Data shown ->
- - - - - - -

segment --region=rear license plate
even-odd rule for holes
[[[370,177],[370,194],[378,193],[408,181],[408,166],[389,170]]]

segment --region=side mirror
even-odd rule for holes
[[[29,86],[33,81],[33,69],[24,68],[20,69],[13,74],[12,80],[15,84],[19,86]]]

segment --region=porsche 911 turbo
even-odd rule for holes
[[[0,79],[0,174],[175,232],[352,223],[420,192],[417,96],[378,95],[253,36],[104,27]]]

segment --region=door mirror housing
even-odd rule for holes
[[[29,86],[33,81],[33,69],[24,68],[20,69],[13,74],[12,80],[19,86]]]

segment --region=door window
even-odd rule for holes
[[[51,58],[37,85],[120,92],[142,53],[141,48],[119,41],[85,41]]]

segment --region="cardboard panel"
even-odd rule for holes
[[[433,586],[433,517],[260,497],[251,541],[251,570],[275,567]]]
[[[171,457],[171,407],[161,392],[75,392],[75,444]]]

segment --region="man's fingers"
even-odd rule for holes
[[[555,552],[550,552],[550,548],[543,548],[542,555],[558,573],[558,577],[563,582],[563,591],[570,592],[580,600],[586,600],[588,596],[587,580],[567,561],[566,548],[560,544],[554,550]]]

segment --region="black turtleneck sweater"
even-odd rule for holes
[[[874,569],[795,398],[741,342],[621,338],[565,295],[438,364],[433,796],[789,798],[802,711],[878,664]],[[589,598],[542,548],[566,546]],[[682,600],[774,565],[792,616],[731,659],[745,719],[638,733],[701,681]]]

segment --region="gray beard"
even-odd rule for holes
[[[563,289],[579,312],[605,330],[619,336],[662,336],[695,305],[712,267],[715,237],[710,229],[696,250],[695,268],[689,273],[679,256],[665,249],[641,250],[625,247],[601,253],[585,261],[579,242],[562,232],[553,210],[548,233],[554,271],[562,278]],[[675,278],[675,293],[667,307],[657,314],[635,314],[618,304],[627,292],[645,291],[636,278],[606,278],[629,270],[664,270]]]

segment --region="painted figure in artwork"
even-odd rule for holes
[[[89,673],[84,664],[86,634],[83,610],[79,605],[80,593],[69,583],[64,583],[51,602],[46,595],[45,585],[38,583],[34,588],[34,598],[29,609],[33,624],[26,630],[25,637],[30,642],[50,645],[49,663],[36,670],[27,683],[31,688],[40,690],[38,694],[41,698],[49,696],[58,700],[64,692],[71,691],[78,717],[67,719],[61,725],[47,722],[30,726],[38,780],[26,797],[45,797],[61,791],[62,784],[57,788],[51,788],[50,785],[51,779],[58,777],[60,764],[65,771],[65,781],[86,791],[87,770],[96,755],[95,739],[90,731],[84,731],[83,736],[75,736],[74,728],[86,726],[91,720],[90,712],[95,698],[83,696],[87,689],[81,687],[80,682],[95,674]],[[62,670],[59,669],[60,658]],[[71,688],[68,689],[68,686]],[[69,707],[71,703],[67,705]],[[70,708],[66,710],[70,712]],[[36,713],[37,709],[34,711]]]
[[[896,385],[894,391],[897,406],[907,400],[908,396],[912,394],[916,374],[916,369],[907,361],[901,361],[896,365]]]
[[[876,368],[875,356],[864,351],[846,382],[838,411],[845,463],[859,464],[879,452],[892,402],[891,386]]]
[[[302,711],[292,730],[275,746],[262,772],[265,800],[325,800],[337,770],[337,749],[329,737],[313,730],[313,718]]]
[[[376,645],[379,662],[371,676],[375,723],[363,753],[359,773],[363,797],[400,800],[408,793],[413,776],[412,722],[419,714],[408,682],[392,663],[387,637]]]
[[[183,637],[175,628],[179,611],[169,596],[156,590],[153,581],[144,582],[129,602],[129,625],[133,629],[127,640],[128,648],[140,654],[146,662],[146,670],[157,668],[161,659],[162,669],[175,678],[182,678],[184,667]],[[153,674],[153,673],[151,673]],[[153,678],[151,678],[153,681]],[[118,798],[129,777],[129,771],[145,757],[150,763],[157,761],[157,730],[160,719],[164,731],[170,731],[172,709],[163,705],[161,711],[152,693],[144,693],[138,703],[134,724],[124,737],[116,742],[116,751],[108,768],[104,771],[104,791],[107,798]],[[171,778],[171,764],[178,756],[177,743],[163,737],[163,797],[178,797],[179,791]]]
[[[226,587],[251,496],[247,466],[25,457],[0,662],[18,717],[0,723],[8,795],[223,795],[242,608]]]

- - - - - - -

Problem -> The answer must be a word-for-word transcription of every record above.

Exercise solution ->
segment --region=rear license plate
even-odd rule for holes
[[[370,177],[370,194],[378,193],[408,181],[408,166],[389,170]]]

segment --region=side mirror
even-odd rule for holes
[[[29,86],[33,81],[33,69],[24,68],[20,69],[13,74],[12,80],[15,84],[19,86]]]

segment --region=porsche 911 turbo
even-odd rule for holes
[[[0,79],[0,174],[175,232],[352,223],[420,192],[417,96],[378,95],[253,36],[104,27]]]

segment --region=door mirror housing
even-odd rule for holes
[[[29,86],[33,81],[33,69],[24,68],[20,69],[13,74],[12,80],[19,86]]]

segment --region=door window
even-odd rule for holes
[[[51,58],[37,85],[120,92],[142,53],[141,48],[119,41],[85,41]]]

segment --region="cardboard panel"
even-odd rule for holes
[[[433,586],[433,517],[260,497],[251,541],[251,570],[275,567]]]
[[[171,457],[171,407],[161,392],[75,392],[75,444]]]

segment --region="man's fingers"
even-odd rule for holes
[[[555,552],[550,552],[550,548],[543,548],[542,555],[558,573],[558,577],[563,582],[563,591],[570,592],[580,600],[586,600],[588,596],[587,580],[567,561],[566,548],[560,544],[554,550]]]

segment --region="black turtleneck sweater"
even-odd rule for holes
[[[874,569],[795,398],[741,342],[621,338],[565,295],[438,364],[433,796],[789,798],[802,711],[878,664]],[[589,598],[542,548],[566,546]],[[682,600],[774,565],[792,616],[731,659],[745,719],[638,733],[701,681]]]

segment --region="gray beard"
even-odd rule for holes
[[[563,289],[579,312],[605,330],[619,336],[662,336],[695,305],[712,267],[715,237],[710,229],[696,250],[695,268],[689,273],[679,256],[665,249],[641,250],[625,247],[601,253],[585,261],[579,242],[562,232],[553,210],[548,233],[554,271],[562,278]],[[675,278],[675,293],[667,307],[657,314],[635,314],[618,304],[627,292],[645,291],[636,278],[606,278],[629,270],[664,270]]]

segment --region="painted figure in artwork"
even-odd rule for holes
[[[89,673],[84,664],[86,634],[83,610],[79,605],[80,593],[69,583],[64,583],[51,602],[46,595],[45,585],[38,583],[34,588],[34,598],[29,609],[33,624],[26,630],[25,637],[30,642],[50,645],[49,663],[36,670],[27,683],[31,688],[40,690],[38,694],[41,698],[49,696],[58,700],[64,692],[71,691],[78,717],[67,719],[61,725],[47,722],[30,726],[38,780],[26,797],[45,797],[61,791],[62,784],[57,788],[51,788],[50,785],[51,779],[58,777],[60,764],[65,771],[65,781],[86,791],[87,770],[96,755],[95,739],[90,731],[84,731],[83,736],[75,736],[74,728],[86,726],[91,720],[90,712],[95,698],[83,696],[87,689],[81,687],[80,682],[95,674]],[[62,670],[59,669],[60,658]],[[71,688],[68,689],[68,686]],[[69,707],[71,703],[67,705]],[[70,708],[66,710],[70,712]],[[36,713],[37,709],[34,711]]]
[[[896,385],[894,391],[897,406],[907,400],[908,396],[912,394],[916,374],[916,369],[907,361],[901,361],[896,365]]]
[[[876,368],[875,356],[864,351],[846,382],[838,411],[845,463],[859,464],[879,452],[892,402],[891,386]]]
[[[302,711],[292,730],[275,746],[262,772],[265,800],[325,800],[337,770],[337,749],[329,737],[313,730],[313,718]]]
[[[376,645],[379,662],[371,676],[375,723],[363,753],[359,773],[363,797],[400,800],[408,793],[413,776],[412,722],[419,714],[408,682],[392,663],[387,637]]]
[[[183,637],[175,628],[179,611],[169,596],[156,590],[153,581],[144,582],[129,602],[129,625],[133,629],[127,640],[128,648],[140,654],[146,662],[146,670],[157,668],[161,659],[162,669],[175,678],[182,678],[184,667]],[[153,674],[153,673],[151,673]],[[153,678],[151,678],[153,681]],[[118,798],[129,777],[129,771],[145,757],[150,763],[157,761],[157,730],[160,719],[164,731],[170,731],[172,709],[163,705],[161,711],[152,693],[144,693],[138,703],[134,724],[124,737],[116,742],[116,751],[108,768],[104,771],[104,791],[107,798]],[[171,778],[171,764],[178,756],[177,743],[163,737],[163,797],[178,797],[179,791]]]
[[[226,587],[251,496],[247,466],[25,457],[0,662],[18,717],[0,723],[8,795],[223,795],[242,608]]]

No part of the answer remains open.